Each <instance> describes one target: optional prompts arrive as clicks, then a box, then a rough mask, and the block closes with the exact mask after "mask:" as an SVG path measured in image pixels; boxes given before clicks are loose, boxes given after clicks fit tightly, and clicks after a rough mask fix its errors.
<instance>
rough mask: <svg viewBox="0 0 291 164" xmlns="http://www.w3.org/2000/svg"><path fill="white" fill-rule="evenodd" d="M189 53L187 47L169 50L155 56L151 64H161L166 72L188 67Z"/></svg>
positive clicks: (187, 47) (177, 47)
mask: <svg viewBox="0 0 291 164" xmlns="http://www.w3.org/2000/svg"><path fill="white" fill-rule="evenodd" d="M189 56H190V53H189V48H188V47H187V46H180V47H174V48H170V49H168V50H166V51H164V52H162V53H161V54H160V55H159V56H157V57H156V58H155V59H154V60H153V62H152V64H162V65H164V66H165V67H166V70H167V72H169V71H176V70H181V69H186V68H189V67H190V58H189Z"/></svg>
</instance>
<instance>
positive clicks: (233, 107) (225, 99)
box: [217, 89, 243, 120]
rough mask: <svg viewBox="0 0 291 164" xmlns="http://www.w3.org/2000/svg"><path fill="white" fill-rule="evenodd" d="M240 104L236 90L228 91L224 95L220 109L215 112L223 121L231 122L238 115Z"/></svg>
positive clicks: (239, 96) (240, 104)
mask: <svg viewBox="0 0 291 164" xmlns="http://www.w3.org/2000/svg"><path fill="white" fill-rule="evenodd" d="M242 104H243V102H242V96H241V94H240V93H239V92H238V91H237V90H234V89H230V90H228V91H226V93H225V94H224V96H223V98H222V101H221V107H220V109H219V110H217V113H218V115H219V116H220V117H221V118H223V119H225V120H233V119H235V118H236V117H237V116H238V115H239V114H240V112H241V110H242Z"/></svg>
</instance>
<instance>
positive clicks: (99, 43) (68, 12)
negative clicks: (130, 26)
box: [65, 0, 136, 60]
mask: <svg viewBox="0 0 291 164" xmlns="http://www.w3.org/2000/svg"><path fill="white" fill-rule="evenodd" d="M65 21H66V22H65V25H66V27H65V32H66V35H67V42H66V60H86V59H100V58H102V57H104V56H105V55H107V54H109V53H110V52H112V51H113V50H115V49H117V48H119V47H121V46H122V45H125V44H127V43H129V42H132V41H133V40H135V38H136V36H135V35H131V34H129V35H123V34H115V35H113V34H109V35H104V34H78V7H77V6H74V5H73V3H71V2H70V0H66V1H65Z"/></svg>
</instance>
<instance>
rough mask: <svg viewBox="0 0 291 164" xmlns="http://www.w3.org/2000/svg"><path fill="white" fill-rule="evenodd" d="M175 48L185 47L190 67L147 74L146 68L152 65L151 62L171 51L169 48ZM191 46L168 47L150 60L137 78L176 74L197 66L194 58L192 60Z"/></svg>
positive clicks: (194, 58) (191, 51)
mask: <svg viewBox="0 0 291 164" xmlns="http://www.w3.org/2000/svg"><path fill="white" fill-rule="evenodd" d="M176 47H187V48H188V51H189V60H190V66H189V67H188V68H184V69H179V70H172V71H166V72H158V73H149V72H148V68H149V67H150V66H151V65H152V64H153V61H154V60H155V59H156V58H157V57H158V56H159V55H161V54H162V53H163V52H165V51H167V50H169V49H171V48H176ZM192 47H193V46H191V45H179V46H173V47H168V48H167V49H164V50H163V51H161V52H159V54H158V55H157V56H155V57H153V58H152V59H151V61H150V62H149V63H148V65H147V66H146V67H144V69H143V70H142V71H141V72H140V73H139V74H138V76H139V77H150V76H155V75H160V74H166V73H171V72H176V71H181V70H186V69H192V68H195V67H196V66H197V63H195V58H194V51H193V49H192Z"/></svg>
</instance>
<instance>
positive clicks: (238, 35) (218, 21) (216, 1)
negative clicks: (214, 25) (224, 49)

* **PROBLEM TO SOLVE**: After locating the line above that contains "box: [65, 0, 136, 60]", write out that line and every later one exactly, through the last line of the material, and nothing else.

* **WRITTEN SOLUTION**:
box: [65, 0, 136, 60]
mask: <svg viewBox="0 0 291 164" xmlns="http://www.w3.org/2000/svg"><path fill="white" fill-rule="evenodd" d="M65 21H66V22H65V25H66V27H65V32H66V35H67V42H66V60H86V59H100V58H102V57H104V56H105V55H107V54H109V53H110V52H112V51H113V50H115V49H117V48H119V47H121V46H122V45H125V44H127V43H129V42H132V41H133V40H135V38H136V36H135V35H131V34H129V35H123V34H115V35H113V34H109V35H104V34H78V7H77V6H74V5H73V3H71V2H70V0H66V1H65Z"/></svg>
</instance>
<instance>
rough mask: <svg viewBox="0 0 291 164" xmlns="http://www.w3.org/2000/svg"><path fill="white" fill-rule="evenodd" d="M175 48L185 47L190 67L147 74L146 68L152 65L151 62L171 51L169 48ZM191 46L168 47L150 60L137 78L176 74L197 66L194 58L192 60Z"/></svg>
positive clicks: (194, 58) (191, 51)
mask: <svg viewBox="0 0 291 164" xmlns="http://www.w3.org/2000/svg"><path fill="white" fill-rule="evenodd" d="M176 47H187V48H188V51H189V60H190V66H189V67H188V68H184V69H179V70H172V71H166V72H158V73H149V72H148V68H149V67H150V66H151V65H152V64H153V61H154V60H155V59H156V58H157V57H158V56H159V55H161V54H162V53H163V52H165V51H167V50H169V49H171V48H176ZM192 47H193V46H191V45H179V46H173V47H168V48H167V49H164V50H163V51H161V52H159V54H158V55H157V56H155V57H153V58H152V59H151V61H150V62H149V63H148V65H147V66H146V67H144V69H143V70H142V71H141V72H140V73H139V74H138V76H139V77H150V76H155V75H160V74H166V73H171V72H176V71H181V70H186V69H192V68H195V67H196V66H197V63H195V58H194V51H193V49H192Z"/></svg>
</instance>
<instance>
positive clicks: (238, 35) (218, 21) (216, 1)
negative clicks: (214, 25) (224, 49)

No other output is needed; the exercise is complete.